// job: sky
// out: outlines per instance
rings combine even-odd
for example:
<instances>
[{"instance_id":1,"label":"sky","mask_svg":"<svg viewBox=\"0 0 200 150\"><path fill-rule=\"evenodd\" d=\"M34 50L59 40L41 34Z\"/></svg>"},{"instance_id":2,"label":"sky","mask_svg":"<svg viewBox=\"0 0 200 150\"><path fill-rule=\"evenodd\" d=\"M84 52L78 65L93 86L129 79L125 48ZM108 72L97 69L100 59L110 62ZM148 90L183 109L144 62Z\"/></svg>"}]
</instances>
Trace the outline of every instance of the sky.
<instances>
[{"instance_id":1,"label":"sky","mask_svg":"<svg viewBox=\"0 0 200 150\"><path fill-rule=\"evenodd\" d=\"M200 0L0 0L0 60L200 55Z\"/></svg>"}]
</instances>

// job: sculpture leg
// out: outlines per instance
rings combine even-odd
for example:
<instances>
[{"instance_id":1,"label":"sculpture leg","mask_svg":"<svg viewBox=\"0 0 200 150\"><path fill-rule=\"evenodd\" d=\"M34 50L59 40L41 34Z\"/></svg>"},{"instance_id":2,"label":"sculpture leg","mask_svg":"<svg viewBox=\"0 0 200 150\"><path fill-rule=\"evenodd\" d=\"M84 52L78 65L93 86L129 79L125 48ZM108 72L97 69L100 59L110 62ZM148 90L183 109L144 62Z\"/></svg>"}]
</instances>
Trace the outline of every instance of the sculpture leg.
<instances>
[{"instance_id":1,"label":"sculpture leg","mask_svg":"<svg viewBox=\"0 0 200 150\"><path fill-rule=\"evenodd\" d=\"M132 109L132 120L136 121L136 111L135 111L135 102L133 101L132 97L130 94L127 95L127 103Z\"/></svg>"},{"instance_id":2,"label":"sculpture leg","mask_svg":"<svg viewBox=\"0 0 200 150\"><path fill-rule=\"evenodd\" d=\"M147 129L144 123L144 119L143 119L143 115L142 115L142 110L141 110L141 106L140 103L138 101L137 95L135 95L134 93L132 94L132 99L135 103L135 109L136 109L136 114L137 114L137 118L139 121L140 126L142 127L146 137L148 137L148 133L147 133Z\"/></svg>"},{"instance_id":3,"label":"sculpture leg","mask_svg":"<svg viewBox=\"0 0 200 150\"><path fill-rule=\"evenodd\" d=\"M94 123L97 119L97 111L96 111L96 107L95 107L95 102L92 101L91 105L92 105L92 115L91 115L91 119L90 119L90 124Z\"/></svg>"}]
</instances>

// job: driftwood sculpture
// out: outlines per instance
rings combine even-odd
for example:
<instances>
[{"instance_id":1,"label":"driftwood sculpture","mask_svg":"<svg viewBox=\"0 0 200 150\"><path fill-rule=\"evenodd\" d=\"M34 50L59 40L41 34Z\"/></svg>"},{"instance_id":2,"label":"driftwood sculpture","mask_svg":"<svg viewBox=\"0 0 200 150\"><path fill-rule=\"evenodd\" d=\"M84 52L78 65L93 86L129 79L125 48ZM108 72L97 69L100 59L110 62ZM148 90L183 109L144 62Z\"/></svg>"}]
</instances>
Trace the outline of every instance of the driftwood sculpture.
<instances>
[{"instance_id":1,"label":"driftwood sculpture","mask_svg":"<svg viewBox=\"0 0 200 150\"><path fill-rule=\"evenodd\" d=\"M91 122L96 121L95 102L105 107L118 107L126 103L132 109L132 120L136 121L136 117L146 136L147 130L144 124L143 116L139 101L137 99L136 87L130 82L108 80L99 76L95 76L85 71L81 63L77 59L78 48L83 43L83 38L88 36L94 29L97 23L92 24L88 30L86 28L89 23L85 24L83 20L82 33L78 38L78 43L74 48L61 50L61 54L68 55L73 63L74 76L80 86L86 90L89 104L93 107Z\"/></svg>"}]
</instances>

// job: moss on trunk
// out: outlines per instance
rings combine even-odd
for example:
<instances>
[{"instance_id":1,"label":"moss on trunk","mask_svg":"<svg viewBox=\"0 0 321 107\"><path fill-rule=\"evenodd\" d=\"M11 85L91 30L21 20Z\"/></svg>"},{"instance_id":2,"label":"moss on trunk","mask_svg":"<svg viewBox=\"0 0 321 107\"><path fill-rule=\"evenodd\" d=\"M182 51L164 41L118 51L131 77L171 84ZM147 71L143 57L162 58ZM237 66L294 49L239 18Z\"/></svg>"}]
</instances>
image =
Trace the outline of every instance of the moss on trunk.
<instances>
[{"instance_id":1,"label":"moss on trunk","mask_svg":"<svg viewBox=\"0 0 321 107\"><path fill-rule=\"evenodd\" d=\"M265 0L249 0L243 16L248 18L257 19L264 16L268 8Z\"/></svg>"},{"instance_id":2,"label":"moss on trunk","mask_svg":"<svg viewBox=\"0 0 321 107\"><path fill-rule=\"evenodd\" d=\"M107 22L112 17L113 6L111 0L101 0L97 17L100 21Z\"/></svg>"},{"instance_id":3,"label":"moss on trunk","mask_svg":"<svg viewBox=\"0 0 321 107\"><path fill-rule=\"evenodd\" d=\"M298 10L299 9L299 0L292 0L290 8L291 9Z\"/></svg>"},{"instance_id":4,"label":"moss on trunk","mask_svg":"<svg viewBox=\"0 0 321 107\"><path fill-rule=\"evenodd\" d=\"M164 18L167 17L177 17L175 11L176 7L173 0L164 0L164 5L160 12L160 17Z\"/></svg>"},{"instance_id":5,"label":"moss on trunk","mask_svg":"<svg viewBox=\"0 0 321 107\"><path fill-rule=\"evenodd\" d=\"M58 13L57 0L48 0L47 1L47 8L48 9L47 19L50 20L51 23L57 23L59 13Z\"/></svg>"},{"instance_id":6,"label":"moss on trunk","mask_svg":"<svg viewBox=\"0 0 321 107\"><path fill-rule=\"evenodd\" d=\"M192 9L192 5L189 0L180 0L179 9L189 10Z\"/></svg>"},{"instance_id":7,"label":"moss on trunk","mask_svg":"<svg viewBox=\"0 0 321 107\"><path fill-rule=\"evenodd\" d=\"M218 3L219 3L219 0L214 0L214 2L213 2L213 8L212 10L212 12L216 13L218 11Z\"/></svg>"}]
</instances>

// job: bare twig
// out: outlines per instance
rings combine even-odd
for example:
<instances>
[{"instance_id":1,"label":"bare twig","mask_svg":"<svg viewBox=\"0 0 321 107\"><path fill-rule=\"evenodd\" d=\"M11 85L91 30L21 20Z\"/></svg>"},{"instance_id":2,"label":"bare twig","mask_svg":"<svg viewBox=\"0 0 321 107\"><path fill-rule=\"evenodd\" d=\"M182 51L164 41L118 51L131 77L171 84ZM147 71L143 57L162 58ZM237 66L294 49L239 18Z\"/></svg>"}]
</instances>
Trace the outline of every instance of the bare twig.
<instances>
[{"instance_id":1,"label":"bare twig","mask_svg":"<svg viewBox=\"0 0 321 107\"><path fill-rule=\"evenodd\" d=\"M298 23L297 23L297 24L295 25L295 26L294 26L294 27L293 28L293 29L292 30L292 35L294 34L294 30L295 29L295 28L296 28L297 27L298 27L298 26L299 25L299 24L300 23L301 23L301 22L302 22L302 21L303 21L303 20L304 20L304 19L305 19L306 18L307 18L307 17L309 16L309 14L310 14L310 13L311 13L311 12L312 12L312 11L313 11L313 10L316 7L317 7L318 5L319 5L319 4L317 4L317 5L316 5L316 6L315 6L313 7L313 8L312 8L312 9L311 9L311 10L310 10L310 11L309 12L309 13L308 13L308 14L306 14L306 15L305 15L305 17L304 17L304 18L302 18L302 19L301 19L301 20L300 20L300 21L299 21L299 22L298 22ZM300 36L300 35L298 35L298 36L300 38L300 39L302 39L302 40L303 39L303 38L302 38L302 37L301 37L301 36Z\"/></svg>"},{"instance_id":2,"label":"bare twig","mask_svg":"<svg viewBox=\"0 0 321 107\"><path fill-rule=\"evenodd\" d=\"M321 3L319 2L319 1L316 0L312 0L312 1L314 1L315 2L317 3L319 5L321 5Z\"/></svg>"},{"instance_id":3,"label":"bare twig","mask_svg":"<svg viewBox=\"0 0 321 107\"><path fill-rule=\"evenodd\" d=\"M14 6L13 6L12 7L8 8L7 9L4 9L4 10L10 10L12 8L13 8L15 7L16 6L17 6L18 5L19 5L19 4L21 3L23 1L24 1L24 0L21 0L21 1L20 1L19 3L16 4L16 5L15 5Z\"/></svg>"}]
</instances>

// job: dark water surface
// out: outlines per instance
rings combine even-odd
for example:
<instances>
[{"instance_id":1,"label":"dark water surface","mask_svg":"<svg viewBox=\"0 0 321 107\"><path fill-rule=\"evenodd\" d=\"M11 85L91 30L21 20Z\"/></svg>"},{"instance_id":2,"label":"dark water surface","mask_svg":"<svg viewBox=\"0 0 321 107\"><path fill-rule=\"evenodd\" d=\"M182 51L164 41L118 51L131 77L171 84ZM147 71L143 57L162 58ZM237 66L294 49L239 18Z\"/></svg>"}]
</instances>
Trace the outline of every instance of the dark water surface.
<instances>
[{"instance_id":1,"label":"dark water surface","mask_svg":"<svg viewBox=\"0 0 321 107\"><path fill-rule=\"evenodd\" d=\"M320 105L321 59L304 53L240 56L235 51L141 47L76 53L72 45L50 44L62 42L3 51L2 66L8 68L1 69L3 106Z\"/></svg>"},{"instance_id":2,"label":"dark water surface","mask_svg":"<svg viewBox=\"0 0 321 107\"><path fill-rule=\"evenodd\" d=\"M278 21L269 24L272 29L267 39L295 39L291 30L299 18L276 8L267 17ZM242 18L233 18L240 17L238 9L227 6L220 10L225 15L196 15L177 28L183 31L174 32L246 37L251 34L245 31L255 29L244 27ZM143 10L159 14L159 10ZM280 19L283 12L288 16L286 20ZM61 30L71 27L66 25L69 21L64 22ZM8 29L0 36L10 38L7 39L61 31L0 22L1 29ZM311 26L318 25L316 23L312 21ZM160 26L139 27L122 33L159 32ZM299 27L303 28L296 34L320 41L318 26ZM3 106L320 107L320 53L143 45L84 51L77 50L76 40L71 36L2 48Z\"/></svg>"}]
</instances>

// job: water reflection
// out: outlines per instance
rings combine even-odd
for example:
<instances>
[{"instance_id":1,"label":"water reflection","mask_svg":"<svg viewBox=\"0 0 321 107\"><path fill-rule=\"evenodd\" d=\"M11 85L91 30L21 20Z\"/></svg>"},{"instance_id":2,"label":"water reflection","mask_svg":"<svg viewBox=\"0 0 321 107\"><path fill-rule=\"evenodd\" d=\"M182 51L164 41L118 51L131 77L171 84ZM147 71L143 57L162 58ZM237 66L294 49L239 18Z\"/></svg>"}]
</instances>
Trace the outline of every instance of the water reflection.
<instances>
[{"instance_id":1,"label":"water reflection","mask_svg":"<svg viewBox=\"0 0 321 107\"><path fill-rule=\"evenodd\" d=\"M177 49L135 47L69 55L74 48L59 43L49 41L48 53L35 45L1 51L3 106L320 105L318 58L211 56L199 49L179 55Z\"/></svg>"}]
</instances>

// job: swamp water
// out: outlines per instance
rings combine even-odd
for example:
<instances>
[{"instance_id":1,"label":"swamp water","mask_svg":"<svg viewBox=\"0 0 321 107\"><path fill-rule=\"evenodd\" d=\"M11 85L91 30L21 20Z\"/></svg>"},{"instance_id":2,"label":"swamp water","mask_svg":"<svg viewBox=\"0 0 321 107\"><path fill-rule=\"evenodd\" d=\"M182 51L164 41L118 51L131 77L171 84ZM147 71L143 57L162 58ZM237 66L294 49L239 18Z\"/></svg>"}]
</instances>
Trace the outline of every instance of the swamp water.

──────────────────────────────

### PROBLEM
In the records above, return only the line that contains "job: water reflection" and every line after it through the last, exactly as they appear.

### EXERCISE OUTPUT
// job: water reflection
// out: outlines per instance
rings combine even-odd
for example:
<instances>
[{"instance_id":1,"label":"water reflection","mask_svg":"<svg viewBox=\"0 0 321 107\"><path fill-rule=\"evenodd\" d=\"M11 85L91 30L21 20Z\"/></svg>"},{"instance_id":2,"label":"water reflection","mask_svg":"<svg viewBox=\"0 0 321 107\"><path fill-rule=\"evenodd\" d=\"M182 51L164 41L118 51L131 77L171 84ZM147 71L143 57L162 58ZM237 66L294 49L239 18Z\"/></svg>"}]
</instances>
Trace the outline of every instance of the water reflection.
<instances>
[{"instance_id":1,"label":"water reflection","mask_svg":"<svg viewBox=\"0 0 321 107\"><path fill-rule=\"evenodd\" d=\"M177 49L135 47L69 55L74 48L59 43L49 41L48 53L35 45L1 51L3 106L320 105L318 58L211 56L199 49L179 55Z\"/></svg>"}]
</instances>

// job: swamp water
// out: outlines per instance
rings combine even-odd
for example:
<instances>
[{"instance_id":1,"label":"swamp water","mask_svg":"<svg viewBox=\"0 0 321 107\"><path fill-rule=\"evenodd\" d=\"M11 85L91 30L21 20Z\"/></svg>"},{"instance_id":2,"label":"swamp water","mask_svg":"<svg viewBox=\"0 0 321 107\"><path fill-rule=\"evenodd\" d=\"M182 51L164 41L118 51L131 77L171 84ZM147 71L143 57L162 58ZM237 66L294 49L239 18Z\"/></svg>"}]
</instances>
Trace the outline of every instance of the swamp water.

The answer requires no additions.